#### [What needs to be done]
What follows is a set of records, each of which is to be written out exactly.

#### [Excerpts of pointing data]
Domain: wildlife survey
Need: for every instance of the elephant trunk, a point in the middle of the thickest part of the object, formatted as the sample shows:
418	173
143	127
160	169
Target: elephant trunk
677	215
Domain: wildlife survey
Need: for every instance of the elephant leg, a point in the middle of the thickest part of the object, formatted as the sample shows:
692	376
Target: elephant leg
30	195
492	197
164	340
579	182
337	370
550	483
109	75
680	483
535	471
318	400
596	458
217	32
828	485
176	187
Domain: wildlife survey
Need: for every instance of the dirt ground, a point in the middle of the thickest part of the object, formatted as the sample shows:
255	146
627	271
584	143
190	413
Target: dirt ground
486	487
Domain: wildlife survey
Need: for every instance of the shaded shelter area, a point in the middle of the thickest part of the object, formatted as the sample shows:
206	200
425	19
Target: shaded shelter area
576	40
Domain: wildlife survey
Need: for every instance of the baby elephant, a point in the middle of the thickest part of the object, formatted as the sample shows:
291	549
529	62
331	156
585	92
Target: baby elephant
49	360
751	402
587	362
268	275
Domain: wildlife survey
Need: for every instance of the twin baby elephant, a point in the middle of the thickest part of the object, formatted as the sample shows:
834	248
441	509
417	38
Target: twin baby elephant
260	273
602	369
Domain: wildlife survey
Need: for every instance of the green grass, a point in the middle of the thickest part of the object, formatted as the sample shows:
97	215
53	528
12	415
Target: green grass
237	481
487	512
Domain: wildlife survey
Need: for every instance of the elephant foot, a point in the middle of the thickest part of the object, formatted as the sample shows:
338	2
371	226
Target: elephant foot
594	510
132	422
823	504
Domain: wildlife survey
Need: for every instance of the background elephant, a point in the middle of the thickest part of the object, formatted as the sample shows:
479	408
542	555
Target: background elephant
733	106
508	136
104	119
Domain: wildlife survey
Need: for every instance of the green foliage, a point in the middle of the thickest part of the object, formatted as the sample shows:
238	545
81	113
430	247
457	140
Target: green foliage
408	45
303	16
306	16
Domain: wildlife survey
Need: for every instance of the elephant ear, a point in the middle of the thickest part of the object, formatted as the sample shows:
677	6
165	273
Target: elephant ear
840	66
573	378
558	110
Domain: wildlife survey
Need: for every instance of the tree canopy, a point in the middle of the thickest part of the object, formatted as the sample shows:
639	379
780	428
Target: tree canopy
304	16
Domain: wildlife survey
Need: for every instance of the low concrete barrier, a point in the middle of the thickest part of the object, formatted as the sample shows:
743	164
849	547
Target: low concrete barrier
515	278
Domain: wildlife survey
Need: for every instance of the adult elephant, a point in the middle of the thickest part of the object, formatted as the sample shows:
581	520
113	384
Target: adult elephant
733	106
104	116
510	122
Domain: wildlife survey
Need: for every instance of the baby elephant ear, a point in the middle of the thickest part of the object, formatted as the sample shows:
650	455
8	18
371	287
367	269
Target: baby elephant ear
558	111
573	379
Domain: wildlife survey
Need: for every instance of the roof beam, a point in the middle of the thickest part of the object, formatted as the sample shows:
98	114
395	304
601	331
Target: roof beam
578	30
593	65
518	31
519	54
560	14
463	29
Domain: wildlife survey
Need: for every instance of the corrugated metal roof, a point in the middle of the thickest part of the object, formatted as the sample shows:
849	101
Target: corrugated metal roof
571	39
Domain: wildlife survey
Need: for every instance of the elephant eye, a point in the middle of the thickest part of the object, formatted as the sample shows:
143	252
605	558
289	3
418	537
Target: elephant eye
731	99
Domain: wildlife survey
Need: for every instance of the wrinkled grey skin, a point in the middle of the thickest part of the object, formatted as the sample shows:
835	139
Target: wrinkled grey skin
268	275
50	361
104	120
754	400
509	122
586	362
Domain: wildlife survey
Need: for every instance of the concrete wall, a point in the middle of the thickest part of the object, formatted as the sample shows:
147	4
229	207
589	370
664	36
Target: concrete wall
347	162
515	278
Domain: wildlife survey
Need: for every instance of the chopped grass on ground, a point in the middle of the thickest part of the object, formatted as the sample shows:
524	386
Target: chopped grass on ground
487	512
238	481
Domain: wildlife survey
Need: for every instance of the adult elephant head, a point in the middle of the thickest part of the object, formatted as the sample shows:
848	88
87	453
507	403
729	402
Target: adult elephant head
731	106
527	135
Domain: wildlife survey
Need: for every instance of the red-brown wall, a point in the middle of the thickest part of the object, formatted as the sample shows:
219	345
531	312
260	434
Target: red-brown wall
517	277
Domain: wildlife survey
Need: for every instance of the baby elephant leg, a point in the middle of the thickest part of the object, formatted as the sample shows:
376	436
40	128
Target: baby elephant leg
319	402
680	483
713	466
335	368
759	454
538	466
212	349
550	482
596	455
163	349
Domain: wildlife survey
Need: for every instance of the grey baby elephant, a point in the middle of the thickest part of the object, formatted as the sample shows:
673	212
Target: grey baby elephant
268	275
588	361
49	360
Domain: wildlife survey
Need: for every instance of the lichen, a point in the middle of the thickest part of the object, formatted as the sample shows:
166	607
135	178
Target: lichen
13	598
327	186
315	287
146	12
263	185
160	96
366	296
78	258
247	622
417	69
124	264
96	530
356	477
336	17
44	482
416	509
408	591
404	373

#### [In response]
Domain: wildlife survey
Need: for every instance of the elephant trunk, a point in the middle of the thickest part of the object, formatted as the sample shows:
418	173
143	127
160	169
Target: elephant trunk
677	215
Domain: wildlife survey
Need: for every instance of the elephant leg, a point in the middle of the thickest part of the object, formatted as the sample shows:
692	376
Target: elephant leg
30	195
492	197
164	340
579	182
337	370
550	483
109	75
680	483
535	471
318	400
596	458
217	32
828	485
176	187
Domain: wildlife survey
Need: for every instance of the dirt ground, a point in the middle of the thickest part of the object, formatted as the sample shows:
255	146
627	271
584	143
190	413
Target: dirt ground
486	487
Domain: wildlife survey
Need: for every instance of the shaded shelter area, a point in the middle of the thickest part of the object, formatted as the sample shows:
206	200
425	19
Target: shaded shelter area
576	40
Domain: wildlife survey
Need: for every instance of the baby elephant, a point in the middle of the thickest part of the object, formatted as the sample shows:
291	549
529	62
331	156
585	92
Target: baby elephant
49	360
751	402
587	362
268	275
Domain: wildlife survey
Need: for every instance of the twin baby elephant, a point in the middle of the thickest part of the object, formatted as the sample shows:
834	248
441	509
417	38
Target: twin baby elephant
260	273
602	369
Domain: wildlife survey
Need: for every instance of the green grass, a point in the middle of the thickest part of the object, formatted as the sample shows:
97	215
53	528
12	415
Target: green grass
237	481
487	512
Domain: wildlife survey
Need: for every instance of the elephant foot, a point in the middle of the thickest part of the object, formatted as the sample shows:
338	2
371	226
Target: elephant foot
594	510
132	422
823	504
Domain: wildlife survey
Need: for every instance of the background elephant, a point in the middle of the thickest part of the object, formatted as the sample shows:
479	408
542	555
Target: background elephant
733	106
508	136
104	119
Domain: wildlife survey
Need: for every instance of the green foliage, a point in the middle of the thickest part of the object, formatted as the sample shows:
238	545
81	113
430	247
457	140
Target: green foliage
408	45
303	16
306	16
Domain: wildlife survey
Need: for every instance of the elephant ear, a point in the middle of the thickest part of the object, formatted as the sample shows:
677	6
165	273
Target: elephant ear
840	66
573	378
558	110
Domain: wildlife survey
Need: for every instance of the tree canopy, a point in the middle of the thickest part of the object, formatted as the sample shows:
639	379
780	428
Target: tree canopy
304	16
Domain: wildlife survey
Need: for every instance of the low concrete barrier, a point in the middle of the thickest part of the object, formatted as the sample shows:
743	164
849	547
Target: low concrete barrier
515	278
Domain: wildlife survey
Need: for every instance of the adult elephant, a point in the middle of the thickest part of the object, formatted as the sample shows:
581	520
113	384
Target: adult elephant
733	106
104	116
510	122
Domain: wildlife survey
Need: for every instance of the baby elephant ear, a point in the middle of the thickest part of the object, formatted as the sample shows:
650	455
8	18
371	287
367	269
Target: baby elephant ear
558	111
573	379
Domain: wildlife survey
Need: for every instance of the roof beam, a point in the middle of the thickest part of the object, formatted as the sample shows:
98	114
395	304
601	331
Target: roof beam
578	30
593	65
518	31
519	54
560	14
463	29
Domain: wildlife survey
Need: for every instance of the corrugated metal roof, a point in the middle of the thickest part of the object, formatted as the sample shows:
849	101
Target: corrugated metal roof
571	39
Domain: wildlife survey
Need: for every instance of the elephant eye, a point in the middle of the thickest part of the object, formatted as the sample shows:
143	252
605	558
289	3
418	537
Target: elephant eye
731	99
Domain: wildlife survey
Need: for every instance of the wrinkled grey skin, a point in the middle of the thickest part of the object, formatted as the sample shows:
835	139
Target: wrinkled grey skin
268	275
50	361
104	120
754	400
509	122
586	362
Domain: wildlife survey
Need: for every instance of the concrete wall, a point in the middle of the thickest part of the object, formatted as the sample shows:
147	4
229	207
589	370
664	36
Target: concrete wall
347	162
515	278
Domain: wildlife survey
Need: for every instance of the chopped grass on ground, a point in the middle of the thickest part of the object, formatted as the sample shows:
524	386
Target: chopped grass on ground
487	512
238	481
Domain: wildlife survey
Need: for every instance of the adult elephant head, a point in the middle of the thickest part of the object, formatted as the sample shows:
848	88
87	453
507	403
729	402
Target: adult elephant head
731	106
527	135
Domain: wildlife survey
Need: for every instance of the red-brown wall, a point in the middle of the thickest part of the object, formatted as the sample shows:
219	345
531	312
260	434
Target: red-brown wall
517	277
Domain: wildlife survey
Need: for every instance of the baby elephant leg, a point in the middle of the thickest part of the object, formatted as the sample shows:
376	436
40	128
Target: baby elephant leg
319	402
680	483
713	466
335	368
759	454
538	466
212	349
550	482
596	455
163	349
Domain: wildlife survey
Need: for every instance of the grey baby elephant, a point in the middle of the thickest part of the object, formatted as the sample shows:
673	212
Target: grey baby elephant
268	275
588	361
49	360
Domain: wildlife survey
Need: for every instance of the lichen, a point in the middle of the thickest part of the object, formatted as the sample shows:
166	607
135	178
Target: lichen
13	598
327	186
315	287
146	12
263	185
160	96
366	296
78	258
247	622
417	69
124	264
96	530
356	477
336	17
44	482
416	509
408	591
404	373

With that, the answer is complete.